## Begin

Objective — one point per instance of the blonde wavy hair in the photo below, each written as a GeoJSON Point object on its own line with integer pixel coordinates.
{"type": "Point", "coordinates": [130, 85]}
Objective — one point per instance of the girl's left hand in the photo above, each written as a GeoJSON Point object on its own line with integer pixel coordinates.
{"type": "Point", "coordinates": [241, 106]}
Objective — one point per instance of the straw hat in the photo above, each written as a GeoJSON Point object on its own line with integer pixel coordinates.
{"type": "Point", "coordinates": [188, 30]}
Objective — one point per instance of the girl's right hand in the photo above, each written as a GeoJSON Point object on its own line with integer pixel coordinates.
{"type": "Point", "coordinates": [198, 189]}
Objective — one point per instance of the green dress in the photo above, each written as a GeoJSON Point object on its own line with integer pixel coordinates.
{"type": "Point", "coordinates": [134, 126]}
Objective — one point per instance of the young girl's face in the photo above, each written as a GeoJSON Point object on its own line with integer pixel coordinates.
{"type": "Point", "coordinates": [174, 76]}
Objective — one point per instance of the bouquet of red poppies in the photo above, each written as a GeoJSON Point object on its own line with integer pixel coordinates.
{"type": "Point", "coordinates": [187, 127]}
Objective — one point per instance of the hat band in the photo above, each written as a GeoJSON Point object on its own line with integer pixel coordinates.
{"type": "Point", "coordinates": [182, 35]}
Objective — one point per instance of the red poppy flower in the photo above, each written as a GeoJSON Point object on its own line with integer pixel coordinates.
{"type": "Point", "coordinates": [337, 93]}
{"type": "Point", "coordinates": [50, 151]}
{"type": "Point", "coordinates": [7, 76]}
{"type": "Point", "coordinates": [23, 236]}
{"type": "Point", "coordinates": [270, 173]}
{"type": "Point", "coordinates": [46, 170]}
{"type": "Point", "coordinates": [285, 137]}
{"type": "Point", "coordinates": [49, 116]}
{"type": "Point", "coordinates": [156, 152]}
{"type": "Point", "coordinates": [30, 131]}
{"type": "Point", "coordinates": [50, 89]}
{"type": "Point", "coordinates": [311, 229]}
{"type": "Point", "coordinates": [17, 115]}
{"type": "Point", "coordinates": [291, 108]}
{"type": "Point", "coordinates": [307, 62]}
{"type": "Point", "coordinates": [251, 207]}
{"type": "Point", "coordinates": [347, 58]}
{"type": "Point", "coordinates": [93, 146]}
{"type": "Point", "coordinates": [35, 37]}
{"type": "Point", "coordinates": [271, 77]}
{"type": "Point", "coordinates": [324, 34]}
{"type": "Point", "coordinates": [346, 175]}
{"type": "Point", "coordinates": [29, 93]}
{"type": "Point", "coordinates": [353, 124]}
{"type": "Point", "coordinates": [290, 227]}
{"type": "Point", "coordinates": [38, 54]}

## End

What you will do:
State how many lines in the rows above contain the string "hand", giving only the number.

The solution:
2